Text extract
## BEGIN

This seems like an inordinate amout of time to start:

$ systemd-analyze blame | grep cups
          4.321s org.cups.cupsd.service

The biggest delay in it's chain is systemd-networkd.service, but 335ms seems fine:

$ systemd-analyze critical-chain org.cups.cupsd.service
The time after the unit is active or started is printed after the "@" character.
The time the unit takes to start is printed after the "+" character.

## END

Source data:
## BEGIN

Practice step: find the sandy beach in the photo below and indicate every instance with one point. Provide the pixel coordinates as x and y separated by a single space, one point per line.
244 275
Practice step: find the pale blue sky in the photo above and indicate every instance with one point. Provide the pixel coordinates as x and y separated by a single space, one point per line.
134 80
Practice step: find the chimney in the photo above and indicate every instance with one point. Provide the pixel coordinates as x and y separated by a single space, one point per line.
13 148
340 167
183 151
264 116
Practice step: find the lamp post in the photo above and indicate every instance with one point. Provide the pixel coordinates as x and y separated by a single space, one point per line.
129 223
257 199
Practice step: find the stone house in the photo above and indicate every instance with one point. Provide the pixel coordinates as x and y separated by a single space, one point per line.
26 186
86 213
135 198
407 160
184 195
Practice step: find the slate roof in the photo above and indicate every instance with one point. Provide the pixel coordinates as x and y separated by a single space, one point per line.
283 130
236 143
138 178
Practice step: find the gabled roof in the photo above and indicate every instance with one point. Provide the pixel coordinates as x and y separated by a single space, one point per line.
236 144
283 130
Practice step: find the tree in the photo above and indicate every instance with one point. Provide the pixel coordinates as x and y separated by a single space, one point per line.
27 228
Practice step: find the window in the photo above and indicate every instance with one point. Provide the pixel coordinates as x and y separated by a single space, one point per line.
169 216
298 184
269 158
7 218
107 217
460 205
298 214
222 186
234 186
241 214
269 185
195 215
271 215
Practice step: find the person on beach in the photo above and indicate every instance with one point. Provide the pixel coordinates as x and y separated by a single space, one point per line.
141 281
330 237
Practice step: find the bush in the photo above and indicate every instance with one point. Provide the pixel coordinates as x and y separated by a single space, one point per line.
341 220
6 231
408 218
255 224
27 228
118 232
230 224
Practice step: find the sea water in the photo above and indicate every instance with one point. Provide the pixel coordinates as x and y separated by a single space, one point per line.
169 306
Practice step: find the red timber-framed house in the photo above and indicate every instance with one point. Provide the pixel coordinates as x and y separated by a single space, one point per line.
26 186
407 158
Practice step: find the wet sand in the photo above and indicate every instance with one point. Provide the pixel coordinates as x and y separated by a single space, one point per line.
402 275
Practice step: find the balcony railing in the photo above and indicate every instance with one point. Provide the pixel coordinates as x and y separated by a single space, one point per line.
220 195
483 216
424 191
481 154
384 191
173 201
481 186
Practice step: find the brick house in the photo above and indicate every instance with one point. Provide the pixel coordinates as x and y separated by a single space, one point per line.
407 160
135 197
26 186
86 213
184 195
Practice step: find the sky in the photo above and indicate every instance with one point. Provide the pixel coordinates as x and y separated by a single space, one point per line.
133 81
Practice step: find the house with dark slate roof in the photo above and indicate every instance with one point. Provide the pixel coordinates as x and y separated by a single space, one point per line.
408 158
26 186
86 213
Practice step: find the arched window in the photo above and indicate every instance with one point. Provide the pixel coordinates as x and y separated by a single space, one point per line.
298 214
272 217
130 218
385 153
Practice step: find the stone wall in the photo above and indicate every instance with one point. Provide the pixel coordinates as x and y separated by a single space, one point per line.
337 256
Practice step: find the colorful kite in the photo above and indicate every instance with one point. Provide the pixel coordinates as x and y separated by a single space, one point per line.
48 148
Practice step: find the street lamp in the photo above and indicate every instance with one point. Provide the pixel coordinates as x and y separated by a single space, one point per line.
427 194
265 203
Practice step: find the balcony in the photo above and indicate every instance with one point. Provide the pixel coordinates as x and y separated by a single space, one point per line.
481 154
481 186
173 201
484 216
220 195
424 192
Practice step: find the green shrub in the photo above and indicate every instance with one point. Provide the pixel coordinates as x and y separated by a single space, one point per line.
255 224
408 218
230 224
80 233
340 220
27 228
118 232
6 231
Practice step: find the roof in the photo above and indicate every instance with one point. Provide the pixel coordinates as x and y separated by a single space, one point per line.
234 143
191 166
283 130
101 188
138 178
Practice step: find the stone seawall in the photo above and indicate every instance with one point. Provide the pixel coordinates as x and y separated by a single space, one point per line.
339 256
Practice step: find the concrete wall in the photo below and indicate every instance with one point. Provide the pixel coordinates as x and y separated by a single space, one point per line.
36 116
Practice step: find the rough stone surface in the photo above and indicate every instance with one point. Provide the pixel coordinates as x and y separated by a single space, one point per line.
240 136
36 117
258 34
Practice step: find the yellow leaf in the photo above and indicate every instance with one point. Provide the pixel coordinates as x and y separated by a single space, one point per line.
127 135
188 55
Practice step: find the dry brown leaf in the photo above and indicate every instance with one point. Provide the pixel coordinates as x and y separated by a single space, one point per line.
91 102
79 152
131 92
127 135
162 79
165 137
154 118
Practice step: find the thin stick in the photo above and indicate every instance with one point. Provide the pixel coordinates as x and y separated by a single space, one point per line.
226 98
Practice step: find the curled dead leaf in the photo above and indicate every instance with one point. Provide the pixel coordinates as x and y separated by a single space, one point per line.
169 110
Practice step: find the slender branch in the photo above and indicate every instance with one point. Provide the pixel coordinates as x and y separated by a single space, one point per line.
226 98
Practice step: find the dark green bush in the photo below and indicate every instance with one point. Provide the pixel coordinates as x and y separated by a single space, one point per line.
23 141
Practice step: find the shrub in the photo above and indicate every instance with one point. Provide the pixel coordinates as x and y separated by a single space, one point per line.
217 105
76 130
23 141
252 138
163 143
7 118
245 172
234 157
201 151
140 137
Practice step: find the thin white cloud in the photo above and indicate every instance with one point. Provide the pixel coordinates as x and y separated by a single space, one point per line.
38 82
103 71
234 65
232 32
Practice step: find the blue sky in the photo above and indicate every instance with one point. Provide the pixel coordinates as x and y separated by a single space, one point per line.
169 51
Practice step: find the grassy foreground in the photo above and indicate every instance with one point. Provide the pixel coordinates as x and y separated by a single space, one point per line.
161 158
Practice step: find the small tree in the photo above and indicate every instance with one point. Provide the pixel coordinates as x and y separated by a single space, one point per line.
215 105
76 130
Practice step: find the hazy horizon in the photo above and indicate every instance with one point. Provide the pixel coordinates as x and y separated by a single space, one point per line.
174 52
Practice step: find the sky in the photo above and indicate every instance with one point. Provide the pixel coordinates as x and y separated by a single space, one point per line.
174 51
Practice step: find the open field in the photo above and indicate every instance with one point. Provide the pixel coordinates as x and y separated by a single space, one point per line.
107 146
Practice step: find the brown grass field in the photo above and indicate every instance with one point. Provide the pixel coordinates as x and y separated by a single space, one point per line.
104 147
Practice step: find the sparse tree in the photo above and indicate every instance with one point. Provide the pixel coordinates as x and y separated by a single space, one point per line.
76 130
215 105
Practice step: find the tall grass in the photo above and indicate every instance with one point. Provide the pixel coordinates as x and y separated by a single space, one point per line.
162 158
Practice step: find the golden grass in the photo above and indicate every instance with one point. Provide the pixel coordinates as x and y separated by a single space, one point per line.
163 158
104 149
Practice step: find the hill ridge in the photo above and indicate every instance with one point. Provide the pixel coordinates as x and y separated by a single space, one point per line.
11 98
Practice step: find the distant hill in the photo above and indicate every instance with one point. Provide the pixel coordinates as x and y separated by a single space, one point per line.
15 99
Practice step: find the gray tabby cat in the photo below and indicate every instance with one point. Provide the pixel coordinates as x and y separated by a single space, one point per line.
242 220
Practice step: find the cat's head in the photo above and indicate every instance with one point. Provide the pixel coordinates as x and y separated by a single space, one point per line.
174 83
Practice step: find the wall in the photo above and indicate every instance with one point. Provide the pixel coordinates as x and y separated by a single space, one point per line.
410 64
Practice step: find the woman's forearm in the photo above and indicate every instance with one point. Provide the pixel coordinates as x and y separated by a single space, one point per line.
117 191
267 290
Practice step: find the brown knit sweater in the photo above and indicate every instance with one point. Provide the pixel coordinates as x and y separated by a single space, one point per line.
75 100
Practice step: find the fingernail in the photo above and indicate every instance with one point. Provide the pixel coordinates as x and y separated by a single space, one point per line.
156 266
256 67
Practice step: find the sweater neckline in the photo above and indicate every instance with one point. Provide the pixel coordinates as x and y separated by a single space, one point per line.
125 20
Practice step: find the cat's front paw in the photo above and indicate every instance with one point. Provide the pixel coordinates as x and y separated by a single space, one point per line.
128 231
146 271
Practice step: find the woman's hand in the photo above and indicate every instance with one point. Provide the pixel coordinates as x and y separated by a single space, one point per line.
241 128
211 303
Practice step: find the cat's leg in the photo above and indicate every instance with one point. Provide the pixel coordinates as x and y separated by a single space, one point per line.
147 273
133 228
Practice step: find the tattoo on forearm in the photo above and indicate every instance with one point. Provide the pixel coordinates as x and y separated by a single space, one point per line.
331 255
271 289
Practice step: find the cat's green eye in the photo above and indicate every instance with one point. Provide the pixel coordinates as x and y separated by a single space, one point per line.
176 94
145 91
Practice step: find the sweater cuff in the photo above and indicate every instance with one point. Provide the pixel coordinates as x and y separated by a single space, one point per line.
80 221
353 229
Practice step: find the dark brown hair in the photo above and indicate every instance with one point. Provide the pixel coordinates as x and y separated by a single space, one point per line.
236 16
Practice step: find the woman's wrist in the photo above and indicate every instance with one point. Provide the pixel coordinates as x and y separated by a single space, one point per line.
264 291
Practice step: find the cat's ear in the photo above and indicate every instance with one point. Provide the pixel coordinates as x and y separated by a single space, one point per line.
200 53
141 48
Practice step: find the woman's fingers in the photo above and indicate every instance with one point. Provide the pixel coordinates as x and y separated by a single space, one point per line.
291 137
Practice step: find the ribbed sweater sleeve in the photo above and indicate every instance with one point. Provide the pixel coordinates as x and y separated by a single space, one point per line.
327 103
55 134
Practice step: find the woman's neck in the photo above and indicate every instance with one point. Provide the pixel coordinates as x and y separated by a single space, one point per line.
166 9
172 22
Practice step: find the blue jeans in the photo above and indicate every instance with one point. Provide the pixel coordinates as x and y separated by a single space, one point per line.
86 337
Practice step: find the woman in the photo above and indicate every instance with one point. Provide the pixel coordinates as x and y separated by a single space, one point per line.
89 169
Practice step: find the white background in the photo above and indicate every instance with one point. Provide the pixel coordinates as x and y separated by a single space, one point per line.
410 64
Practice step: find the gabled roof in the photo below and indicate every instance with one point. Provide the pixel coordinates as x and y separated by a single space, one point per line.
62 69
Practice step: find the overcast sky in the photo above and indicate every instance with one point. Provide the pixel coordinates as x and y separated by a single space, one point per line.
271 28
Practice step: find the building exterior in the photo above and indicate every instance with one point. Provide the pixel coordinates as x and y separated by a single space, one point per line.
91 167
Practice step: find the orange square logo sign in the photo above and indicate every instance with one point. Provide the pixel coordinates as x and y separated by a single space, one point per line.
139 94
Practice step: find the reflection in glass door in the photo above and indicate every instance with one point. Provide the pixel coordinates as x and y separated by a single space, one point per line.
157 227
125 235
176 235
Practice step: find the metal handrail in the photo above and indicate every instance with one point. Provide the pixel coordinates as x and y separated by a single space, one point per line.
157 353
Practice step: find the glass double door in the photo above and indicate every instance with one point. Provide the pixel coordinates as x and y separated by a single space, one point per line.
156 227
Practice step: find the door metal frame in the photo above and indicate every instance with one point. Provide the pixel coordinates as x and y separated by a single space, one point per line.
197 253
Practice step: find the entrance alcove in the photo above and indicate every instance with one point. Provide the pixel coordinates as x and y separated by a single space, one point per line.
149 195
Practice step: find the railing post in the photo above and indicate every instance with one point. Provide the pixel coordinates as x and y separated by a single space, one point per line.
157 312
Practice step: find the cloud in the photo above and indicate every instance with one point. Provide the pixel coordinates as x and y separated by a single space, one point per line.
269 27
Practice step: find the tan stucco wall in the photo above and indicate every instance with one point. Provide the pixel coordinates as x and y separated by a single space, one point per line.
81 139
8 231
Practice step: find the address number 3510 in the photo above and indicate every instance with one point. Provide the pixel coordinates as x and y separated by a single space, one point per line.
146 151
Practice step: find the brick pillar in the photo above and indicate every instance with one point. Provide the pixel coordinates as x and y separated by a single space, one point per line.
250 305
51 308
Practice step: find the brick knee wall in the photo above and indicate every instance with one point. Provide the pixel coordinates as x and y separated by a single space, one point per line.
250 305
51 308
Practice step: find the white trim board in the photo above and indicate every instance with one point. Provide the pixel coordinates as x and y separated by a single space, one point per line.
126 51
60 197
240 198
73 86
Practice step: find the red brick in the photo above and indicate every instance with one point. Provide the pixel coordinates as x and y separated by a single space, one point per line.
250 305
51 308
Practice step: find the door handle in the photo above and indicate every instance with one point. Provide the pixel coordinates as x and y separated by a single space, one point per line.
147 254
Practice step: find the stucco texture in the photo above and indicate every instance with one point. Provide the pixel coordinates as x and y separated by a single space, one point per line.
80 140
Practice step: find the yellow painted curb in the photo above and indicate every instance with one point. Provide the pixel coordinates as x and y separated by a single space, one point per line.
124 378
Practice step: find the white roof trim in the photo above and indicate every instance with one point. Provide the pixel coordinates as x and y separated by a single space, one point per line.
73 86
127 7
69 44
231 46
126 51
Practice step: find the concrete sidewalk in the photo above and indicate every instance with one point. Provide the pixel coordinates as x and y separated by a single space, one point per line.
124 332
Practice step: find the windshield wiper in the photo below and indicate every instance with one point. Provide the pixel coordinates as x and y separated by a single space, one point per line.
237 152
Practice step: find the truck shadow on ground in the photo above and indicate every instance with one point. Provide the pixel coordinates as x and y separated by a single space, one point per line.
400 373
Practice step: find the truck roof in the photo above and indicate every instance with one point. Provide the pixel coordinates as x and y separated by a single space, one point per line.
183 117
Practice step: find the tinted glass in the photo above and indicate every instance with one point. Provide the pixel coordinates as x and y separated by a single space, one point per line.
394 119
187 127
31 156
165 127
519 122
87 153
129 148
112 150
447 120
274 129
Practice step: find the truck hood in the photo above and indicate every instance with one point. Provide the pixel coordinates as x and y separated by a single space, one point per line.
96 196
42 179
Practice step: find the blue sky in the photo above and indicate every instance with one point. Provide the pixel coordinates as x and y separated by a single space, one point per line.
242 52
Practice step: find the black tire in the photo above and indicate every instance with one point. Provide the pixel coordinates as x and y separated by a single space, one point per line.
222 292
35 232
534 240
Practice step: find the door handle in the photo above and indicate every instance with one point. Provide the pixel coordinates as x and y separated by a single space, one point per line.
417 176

## END

Written request 1
In the systemd startup excerpt, which service is named as the biggest delay in the chain, and how long does it take?
Written request 2
Gather every line of the records that contains the word "window".
The source data is unrelated to the text.

Final result 1
systemd-networkd.service, at 335ms.

Final result 2
Practice step: find the window in the photo above and indicate every instance with one point. Provide the pixel coordinates as x and y separated by a single space, one point per line.
Practice step: find the arched window in the photo above and indicate every instance with one point. Provide the pixel coordinates as x and y separated by a single space, one point per line.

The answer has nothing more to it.